Information supplied:
═══
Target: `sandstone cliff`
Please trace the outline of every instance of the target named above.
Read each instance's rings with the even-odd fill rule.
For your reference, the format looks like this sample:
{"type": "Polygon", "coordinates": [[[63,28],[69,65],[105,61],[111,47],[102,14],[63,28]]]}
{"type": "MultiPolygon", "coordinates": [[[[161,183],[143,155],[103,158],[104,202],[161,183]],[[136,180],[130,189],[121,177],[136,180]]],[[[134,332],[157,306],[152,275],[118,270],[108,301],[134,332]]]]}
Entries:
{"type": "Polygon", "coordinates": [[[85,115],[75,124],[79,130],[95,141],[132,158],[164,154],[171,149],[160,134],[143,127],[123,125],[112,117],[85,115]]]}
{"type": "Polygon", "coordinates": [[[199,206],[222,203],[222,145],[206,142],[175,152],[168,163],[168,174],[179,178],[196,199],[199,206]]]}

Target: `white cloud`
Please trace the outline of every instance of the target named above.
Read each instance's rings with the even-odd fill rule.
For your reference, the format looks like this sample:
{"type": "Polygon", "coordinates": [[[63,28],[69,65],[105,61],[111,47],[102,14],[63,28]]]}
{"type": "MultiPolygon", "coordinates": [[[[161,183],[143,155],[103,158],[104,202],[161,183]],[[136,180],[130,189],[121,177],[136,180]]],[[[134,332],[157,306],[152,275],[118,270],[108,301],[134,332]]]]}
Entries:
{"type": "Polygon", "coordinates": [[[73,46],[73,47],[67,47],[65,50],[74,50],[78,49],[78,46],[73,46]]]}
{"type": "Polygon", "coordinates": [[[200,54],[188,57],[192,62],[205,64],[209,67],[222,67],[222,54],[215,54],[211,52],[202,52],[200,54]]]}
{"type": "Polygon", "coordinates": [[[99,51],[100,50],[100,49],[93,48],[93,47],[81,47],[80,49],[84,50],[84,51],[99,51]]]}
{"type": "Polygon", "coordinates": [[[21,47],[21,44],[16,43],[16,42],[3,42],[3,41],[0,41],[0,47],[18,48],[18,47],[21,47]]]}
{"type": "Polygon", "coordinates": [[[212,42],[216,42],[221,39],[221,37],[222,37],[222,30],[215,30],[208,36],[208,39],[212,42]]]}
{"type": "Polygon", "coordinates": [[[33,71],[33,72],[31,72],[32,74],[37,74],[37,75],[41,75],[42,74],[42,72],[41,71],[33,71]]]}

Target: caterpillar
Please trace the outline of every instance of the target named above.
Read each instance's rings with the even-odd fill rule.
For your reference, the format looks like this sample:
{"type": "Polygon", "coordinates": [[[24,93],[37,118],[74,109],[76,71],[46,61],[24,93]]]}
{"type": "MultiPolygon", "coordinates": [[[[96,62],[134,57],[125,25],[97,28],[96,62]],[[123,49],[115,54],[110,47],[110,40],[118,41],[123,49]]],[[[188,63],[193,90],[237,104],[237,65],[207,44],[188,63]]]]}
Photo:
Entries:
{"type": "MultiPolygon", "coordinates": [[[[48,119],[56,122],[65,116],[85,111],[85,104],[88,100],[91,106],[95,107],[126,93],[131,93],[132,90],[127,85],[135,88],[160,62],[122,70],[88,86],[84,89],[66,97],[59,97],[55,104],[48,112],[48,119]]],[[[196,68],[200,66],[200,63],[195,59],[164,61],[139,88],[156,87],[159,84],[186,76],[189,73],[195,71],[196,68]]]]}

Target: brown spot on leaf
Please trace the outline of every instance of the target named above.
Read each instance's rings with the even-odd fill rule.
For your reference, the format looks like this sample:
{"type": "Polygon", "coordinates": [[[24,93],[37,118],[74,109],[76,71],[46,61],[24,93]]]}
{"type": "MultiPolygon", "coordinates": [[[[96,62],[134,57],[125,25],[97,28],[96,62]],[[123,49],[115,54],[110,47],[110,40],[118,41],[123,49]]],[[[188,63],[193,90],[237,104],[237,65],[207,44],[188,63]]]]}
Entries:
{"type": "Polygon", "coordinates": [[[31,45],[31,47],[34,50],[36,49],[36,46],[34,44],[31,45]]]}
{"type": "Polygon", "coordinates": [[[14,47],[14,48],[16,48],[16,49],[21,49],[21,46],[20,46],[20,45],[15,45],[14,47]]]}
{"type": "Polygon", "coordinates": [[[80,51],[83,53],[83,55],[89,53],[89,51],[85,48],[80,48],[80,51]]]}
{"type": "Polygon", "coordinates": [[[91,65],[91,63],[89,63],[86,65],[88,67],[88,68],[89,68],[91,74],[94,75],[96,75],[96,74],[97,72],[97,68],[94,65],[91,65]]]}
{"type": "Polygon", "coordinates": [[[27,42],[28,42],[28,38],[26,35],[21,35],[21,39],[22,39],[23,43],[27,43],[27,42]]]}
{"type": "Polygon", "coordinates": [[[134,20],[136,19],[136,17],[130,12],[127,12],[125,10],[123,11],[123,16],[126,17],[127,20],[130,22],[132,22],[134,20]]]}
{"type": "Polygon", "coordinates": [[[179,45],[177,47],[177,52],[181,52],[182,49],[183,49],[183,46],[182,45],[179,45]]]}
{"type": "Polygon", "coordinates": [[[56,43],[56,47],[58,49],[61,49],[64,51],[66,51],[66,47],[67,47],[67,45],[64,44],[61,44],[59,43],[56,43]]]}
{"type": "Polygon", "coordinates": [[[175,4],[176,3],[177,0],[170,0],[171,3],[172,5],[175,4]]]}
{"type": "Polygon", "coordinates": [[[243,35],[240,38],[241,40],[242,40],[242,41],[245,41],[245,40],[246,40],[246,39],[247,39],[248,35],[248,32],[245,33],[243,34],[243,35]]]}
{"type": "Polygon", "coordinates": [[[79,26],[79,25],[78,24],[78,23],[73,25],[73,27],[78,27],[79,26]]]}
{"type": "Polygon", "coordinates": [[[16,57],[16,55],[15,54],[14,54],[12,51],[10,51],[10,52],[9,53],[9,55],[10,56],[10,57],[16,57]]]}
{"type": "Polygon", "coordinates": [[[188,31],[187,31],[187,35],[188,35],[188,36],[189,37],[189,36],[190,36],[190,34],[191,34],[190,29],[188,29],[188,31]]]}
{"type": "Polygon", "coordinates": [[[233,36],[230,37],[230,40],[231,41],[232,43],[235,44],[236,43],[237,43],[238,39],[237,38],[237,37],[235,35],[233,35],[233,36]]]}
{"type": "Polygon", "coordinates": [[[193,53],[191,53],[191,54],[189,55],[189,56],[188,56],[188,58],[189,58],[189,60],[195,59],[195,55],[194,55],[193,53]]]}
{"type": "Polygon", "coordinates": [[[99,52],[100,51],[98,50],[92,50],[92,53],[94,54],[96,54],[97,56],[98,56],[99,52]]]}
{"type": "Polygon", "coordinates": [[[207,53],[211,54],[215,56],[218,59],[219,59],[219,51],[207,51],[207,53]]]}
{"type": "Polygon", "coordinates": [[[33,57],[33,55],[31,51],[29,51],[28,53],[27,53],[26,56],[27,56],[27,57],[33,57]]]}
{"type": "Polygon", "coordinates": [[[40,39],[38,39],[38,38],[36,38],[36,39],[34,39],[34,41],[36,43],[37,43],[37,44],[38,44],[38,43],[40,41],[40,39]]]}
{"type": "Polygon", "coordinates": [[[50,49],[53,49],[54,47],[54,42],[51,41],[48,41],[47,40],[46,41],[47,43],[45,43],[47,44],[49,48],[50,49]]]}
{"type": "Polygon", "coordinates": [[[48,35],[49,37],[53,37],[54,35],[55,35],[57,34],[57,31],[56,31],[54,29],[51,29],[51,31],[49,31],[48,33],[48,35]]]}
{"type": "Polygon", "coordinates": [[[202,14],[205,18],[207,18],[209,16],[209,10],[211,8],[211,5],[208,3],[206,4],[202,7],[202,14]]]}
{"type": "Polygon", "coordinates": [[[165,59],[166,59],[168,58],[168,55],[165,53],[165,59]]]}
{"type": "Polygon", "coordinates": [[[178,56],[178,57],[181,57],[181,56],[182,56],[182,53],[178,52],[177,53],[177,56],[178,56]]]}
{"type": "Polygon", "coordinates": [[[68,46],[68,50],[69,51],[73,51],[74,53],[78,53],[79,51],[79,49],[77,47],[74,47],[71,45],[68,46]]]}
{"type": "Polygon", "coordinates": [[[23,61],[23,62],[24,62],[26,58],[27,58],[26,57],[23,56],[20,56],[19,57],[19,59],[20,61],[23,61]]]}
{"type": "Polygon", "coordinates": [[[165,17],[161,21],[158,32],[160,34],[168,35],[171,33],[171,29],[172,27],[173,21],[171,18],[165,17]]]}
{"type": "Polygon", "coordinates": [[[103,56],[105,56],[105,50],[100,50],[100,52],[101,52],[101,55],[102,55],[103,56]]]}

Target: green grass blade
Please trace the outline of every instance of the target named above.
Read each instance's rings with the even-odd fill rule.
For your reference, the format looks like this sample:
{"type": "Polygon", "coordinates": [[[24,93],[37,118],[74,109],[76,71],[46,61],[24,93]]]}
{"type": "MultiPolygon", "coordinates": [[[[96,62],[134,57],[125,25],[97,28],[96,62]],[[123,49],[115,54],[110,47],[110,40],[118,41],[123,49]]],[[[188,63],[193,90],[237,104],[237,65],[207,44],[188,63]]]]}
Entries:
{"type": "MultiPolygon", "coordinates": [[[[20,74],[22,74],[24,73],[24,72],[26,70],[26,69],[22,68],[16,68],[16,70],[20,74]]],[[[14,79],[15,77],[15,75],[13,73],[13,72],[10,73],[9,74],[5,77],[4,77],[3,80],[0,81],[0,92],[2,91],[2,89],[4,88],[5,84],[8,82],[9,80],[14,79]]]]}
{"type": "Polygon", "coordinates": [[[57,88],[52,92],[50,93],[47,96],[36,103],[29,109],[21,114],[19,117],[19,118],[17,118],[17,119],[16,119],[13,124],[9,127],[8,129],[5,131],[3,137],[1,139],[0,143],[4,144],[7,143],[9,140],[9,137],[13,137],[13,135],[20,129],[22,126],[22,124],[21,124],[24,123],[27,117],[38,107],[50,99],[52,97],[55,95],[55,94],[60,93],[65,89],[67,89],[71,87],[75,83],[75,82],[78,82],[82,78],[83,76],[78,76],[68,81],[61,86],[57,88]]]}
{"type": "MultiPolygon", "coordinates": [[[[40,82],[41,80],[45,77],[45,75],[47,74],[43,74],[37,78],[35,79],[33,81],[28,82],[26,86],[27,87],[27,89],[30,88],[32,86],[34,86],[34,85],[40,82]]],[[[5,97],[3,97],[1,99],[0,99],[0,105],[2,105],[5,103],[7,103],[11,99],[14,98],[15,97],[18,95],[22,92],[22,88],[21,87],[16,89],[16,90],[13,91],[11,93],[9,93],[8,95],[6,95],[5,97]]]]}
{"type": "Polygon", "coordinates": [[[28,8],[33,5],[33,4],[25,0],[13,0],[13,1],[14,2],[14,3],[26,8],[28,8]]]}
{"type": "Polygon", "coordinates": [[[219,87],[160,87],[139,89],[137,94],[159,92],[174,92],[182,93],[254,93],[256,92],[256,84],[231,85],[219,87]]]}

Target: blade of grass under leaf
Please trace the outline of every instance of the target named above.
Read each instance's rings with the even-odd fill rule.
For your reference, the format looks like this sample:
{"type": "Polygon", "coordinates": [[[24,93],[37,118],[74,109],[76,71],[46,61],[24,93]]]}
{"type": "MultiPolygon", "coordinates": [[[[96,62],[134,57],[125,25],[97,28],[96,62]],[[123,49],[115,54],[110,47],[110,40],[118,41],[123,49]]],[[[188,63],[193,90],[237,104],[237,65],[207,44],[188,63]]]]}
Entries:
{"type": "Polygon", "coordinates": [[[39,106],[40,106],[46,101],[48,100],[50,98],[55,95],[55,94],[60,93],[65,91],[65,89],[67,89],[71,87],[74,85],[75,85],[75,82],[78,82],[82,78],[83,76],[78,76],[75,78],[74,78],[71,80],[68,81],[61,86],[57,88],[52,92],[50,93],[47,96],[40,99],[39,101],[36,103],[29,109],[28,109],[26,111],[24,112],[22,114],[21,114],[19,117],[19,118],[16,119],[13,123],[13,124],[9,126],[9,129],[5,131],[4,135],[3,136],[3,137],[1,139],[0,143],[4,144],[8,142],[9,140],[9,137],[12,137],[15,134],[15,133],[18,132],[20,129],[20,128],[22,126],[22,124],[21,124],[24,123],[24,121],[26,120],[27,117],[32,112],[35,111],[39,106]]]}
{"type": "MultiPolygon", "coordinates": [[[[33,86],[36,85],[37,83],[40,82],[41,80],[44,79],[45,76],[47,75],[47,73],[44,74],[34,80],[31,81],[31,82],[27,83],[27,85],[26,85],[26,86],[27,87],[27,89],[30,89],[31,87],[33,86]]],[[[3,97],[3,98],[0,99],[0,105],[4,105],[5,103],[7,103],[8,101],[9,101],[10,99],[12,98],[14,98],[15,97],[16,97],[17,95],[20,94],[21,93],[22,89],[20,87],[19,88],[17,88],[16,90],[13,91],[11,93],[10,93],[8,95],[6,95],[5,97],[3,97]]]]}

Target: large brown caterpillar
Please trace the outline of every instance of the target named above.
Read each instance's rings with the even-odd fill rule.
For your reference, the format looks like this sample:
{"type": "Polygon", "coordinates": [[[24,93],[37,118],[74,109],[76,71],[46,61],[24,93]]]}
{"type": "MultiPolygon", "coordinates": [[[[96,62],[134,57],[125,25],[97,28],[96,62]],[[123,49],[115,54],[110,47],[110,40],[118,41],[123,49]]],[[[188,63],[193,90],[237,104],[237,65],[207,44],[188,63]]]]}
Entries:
═══
What is needed: Rewrite the material above as a numbered list, starting at the line that contains "Target: blade of grass under leaf" and ending at the last line of the material, leaving out blank lines.

Result below:
1. Target: blade of grass under leaf
2. Please trace the outline of every instance of the target named above.
3. Read each instance's rings with the even-odd fill rule.
4. For your reference, the format looks like this sample:
5. {"type": "Polygon", "coordinates": [[[24,93],[37,118],[74,109],[76,71],[46,61],[24,93]]]}
6. {"type": "MultiPolygon", "coordinates": [[[[96,62],[134,57],[125,25],[97,28],[96,62]],[[123,49],[115,54],[110,47],[110,40],[118,41],[123,49]]],[[[188,63],[193,90],[237,104],[237,65],[207,44],[188,63]]]]}
7. Entries:
8. {"type": "Polygon", "coordinates": [[[39,106],[40,106],[46,101],[48,100],[50,98],[55,95],[55,94],[60,93],[65,91],[65,89],[67,89],[71,87],[74,85],[75,85],[75,82],[78,82],[82,78],[83,76],[78,76],[75,78],[74,78],[71,80],[68,81],[61,86],[57,88],[52,92],[50,93],[47,96],[40,99],[39,101],[36,103],[29,109],[28,109],[26,111],[24,112],[22,114],[21,114],[19,117],[19,118],[16,119],[13,123],[13,124],[9,126],[9,129],[5,131],[4,135],[3,136],[3,137],[1,139],[0,143],[4,144],[8,142],[9,140],[9,137],[12,137],[15,134],[15,133],[18,132],[20,129],[20,128],[22,126],[22,124],[21,124],[24,123],[24,121],[26,120],[27,117],[32,112],[35,111],[39,106]]]}
9. {"type": "MultiPolygon", "coordinates": [[[[33,86],[36,85],[37,83],[40,82],[41,80],[44,79],[45,76],[47,75],[47,73],[44,74],[34,80],[31,81],[31,82],[27,83],[27,85],[26,85],[26,86],[27,87],[27,89],[30,89],[31,87],[33,86]]],[[[3,97],[3,98],[0,99],[0,105],[4,105],[5,103],[7,103],[8,101],[9,101],[10,99],[12,98],[14,98],[15,97],[16,97],[17,95],[20,94],[21,93],[22,89],[20,87],[19,88],[17,88],[16,90],[13,91],[11,93],[10,93],[8,95],[6,95],[5,97],[3,97]]]]}
10. Target: large brown caterpillar
11. Please trace the outline of every instance of the target named above.
12. Read each instance's rings with the even-odd fill rule.
13. For your reference, the format looks like this sample:
14. {"type": "Polygon", "coordinates": [[[24,93],[37,118],[74,109],[76,71],[46,61],[24,93]]]}
15. {"type": "MultiPolygon", "coordinates": [[[[96,62],[134,57],[125,25],[97,28],[96,62]],[[123,49],[115,54],[110,47],[110,40],[118,41],[123,49]]],[[[188,63],[193,90],[237,104],[237,65],[207,44],[188,63]]]]}
16. Entries:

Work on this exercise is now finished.